■ **TASK A**
Translate this sentence from the forum thread on opening netCDF files from S3 into Spanish: "With this you should get Xarray’s lazy indexing, which will avoid loading the whole thing in memory."
■ **TASK B**
Carry on the forum thread about opening netCDF files from S3 with Xarray, starting right after its last sentence.

==== TEXT

Zarr should be a lot better but if you wanted to hit the netCDF file directly:

xr.open_dataset("s3://...", engine="h5netcdf")

should work provided you have s3fs installed.

With this you should get Xarray’s lazy indexing, which will avoid loading the whole thing in memory.

Right! So, I thought that too. And it’s worked really well for me in the past with files that are smaller than my system’s available RAM.

### Code cell trying to access NorSWE from S3 with chunking ### All engines and chunks fail to reach 2nd debug statement
NorSWE_bucket = "norswe-sce-hp-project"
NorSWE_key = "NorSWE-NorEEN_1979-2021_v2.nc"
print("\033[32m#DEBUG\033[0m: ✅ NorSWE bucket & key init")

ds = xr.open_dataset("s3://" + NorSWE_bucket + "/" + NorSWE_key, engine='h5netcdf', chunks='auto')
print("\033[32m#DEBUG\033[0m: ✅ ds init")
print(ds.variables.keys)

That’s what I was trying and it failed every time, with and without chunking. No matter the variation on the code it kept stalling out and never reaching the second debug statement, or it tried to read too much and crashed.

Huh! I didn’t know that NetCDF was designed for use with a local filesystem! That’s really good to know!

So, organizationally we keep nearly all of our files either in virtual AWS EC2 environments or in AWS S3 buckets. Keeping things ephemeral makes it easier for everybody to have access to any data they may need, without having to go work too hard through email chains to gain access. At least I suppose that’s a possible reason why, there may be other reasons, but I haven’t really dug too deep into why everything’s cloud based.

========
==== LISTED RECORDS

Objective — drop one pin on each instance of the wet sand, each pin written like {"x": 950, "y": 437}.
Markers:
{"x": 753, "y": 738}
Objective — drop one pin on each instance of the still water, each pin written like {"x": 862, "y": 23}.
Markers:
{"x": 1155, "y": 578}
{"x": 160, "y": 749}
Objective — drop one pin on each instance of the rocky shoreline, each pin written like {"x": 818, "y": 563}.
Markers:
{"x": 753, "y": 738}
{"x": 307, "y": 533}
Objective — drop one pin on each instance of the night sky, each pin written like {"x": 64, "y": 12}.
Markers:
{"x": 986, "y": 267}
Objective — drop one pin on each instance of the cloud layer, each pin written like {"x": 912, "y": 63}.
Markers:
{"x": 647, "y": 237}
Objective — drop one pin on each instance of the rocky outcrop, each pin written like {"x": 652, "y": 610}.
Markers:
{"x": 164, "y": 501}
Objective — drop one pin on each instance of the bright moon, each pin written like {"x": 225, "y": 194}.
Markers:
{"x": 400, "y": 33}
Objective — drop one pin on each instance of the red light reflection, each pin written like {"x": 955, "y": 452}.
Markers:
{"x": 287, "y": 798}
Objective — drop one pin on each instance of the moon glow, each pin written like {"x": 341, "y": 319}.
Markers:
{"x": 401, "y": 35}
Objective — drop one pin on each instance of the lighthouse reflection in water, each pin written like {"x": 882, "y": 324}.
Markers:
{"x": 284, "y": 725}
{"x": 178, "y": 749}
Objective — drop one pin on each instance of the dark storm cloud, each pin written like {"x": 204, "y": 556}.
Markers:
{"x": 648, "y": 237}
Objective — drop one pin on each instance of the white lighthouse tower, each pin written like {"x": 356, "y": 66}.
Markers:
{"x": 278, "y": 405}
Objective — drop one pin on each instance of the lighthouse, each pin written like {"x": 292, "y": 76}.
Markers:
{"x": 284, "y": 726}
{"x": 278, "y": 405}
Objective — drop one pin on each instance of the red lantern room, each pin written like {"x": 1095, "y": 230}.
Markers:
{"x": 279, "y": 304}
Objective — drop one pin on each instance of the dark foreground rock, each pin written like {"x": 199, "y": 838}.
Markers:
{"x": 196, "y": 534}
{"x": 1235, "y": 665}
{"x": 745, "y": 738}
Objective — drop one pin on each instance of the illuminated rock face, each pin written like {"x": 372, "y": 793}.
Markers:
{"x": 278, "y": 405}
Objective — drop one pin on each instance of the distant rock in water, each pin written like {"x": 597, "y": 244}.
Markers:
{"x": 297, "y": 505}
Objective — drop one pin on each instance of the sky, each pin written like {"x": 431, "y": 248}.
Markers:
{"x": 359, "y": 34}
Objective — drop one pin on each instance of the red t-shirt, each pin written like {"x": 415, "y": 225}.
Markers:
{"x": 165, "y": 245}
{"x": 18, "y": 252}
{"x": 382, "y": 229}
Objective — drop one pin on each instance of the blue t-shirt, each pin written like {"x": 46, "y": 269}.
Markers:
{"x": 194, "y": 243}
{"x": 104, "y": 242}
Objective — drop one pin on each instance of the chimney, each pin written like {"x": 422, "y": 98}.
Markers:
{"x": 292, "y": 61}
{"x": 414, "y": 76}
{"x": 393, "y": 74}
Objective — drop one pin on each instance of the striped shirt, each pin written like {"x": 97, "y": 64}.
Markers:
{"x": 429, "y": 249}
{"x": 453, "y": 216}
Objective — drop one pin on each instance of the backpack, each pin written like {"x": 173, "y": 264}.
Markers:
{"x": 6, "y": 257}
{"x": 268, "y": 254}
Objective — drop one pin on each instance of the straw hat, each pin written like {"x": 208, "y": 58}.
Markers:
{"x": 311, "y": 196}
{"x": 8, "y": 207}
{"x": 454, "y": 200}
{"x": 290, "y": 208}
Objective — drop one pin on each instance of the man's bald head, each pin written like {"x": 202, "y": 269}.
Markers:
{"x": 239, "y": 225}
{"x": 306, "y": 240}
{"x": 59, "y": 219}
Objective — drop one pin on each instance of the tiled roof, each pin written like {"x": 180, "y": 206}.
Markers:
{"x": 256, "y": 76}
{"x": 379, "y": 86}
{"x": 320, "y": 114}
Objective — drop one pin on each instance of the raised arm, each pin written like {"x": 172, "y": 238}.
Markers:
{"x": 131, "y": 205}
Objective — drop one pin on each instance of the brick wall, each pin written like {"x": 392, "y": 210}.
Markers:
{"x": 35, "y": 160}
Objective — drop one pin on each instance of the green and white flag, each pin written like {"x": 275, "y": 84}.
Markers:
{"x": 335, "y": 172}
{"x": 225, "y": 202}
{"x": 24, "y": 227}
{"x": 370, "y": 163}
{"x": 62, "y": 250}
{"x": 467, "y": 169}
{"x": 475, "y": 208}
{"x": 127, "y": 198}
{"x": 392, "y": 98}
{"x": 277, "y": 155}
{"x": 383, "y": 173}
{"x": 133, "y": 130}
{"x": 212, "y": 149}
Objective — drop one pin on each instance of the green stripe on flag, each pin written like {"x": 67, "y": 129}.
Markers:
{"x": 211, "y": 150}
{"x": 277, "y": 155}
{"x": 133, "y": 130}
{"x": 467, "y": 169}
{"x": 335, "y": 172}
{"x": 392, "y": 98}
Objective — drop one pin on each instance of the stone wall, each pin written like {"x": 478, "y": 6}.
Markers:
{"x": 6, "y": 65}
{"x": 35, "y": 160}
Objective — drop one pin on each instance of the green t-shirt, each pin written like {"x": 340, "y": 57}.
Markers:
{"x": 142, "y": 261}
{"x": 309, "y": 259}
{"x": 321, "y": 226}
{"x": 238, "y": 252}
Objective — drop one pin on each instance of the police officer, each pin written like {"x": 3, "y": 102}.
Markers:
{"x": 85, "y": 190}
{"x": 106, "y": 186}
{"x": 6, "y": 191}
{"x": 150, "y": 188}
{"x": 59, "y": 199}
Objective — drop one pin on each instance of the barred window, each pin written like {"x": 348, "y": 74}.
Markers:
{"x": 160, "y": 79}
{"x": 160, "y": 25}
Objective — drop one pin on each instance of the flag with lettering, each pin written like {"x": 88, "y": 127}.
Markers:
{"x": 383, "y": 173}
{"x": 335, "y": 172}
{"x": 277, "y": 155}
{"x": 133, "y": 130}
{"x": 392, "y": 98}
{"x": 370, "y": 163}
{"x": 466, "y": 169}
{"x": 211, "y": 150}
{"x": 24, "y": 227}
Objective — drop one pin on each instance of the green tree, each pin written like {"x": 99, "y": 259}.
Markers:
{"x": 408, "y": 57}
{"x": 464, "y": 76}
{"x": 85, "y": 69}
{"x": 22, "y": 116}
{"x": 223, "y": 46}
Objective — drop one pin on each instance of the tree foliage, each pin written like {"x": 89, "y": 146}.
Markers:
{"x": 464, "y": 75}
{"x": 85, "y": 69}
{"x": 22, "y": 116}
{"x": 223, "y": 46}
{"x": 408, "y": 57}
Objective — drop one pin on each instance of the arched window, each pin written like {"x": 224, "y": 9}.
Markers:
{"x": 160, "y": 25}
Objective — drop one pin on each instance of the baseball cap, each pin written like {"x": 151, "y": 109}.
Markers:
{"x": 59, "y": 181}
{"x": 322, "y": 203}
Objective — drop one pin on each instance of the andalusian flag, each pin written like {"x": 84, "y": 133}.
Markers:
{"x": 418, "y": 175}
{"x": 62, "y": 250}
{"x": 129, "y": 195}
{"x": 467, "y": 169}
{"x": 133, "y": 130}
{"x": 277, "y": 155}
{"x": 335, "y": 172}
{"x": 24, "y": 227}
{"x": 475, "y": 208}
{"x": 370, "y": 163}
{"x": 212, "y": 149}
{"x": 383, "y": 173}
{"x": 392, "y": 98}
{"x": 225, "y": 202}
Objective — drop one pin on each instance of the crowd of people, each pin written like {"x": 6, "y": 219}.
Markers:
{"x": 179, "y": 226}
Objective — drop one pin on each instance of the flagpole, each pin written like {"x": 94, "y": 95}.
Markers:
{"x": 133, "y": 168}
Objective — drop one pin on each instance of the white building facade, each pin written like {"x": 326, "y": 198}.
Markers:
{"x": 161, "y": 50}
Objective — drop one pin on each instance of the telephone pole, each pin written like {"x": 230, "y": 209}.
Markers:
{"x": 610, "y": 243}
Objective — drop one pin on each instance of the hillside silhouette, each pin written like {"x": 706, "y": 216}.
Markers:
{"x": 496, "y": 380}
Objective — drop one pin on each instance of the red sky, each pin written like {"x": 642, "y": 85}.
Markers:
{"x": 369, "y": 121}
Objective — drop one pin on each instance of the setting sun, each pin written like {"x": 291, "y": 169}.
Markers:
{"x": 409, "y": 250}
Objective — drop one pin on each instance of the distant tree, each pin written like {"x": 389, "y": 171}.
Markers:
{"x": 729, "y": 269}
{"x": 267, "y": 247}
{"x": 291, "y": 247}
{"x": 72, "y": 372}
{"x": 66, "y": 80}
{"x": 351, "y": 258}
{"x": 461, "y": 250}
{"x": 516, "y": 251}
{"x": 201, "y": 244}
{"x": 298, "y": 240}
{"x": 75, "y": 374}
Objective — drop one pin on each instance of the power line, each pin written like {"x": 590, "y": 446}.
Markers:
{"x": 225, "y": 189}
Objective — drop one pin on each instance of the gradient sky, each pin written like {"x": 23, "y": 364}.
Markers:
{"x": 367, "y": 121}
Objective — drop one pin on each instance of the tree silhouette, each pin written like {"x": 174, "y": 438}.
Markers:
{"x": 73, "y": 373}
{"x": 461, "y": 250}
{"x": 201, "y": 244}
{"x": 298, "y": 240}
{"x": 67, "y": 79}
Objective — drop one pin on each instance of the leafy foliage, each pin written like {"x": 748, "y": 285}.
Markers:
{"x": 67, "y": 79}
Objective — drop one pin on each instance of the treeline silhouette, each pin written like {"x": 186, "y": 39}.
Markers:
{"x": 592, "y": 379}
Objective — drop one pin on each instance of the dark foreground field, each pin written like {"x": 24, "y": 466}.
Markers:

========

■ **EXERCISE RESPONSE A**
Con esto deberías obtener la indexación diferida de Xarray, que evitará cargar todo en memoria.

■ **EXERCISE RESPONSE B**
But yeah, the goal is to have this 40GB file (or at least the parts of it we need for our project) accessible from the AWS S3 bucket that it resides in. We’d like to be able to access it and the slices of it that we need programmatically from our EC2 environments. The two climate data records (CDRs) we’re comparing it to are both in S3 buckets too. The one CDR (SCE) is a single .nc file that’s updated monthly and it’s only a couple hundred MB. The other CDR (HP) is a collection of weekly .nc files going from 2001 to 2024 that are each a few hundred MB.

The first part of the analysis was just to compare the SCE and HP CDRs. I was able to do this using a handful of loops in Python using s3fs. I opened the single SCE .nc file and compared it to each HP .nc file, closing the HP file and opening the next one.

In that phase of the project I ran into a problem similar to what I’m currently having. When I first wrote the loop I wasn’t closing the HP file at the end of each iteration. Before I realized what was going on it was just leaving them all open in RAM and eventually crashing the EC2 environment before processing finished.

Awesome! Since my original post I’ve tried to convert it to .Zarr and ran into the same issue.
Here was my stab at it:

### Code cell trying to convert from .nc into .zarr ### Nope. Can't write from a read-only file, can't open in anything other than read.

ProgressBar().register()

ds = xr.open_dataset("NorSWE-NorEEN_1979-2021_v2.nc", engine="netcdf4", chunks={"time": 1, "station_id": 10118})

# Initialize Zarr path
zarr_path = "NorSWE-NorEEN_1979-2021_v2.nc.zarr"
ds.isel(time=slice(0, 1)).to_zarr(zarr_path, mode="w")

for t in range(ds.dims["time"]):
    print(f"\033[34m#DEBUG\033[0m: Writing time slice {t} of {ds.dims['time']}")

    # Slice one time step lazily
    chunk = ds.isel(time=slice(t, t+1))

    # Write slice to Zarr
    chunk.to_zarr(zarr_path, mode="a", append_dim="time")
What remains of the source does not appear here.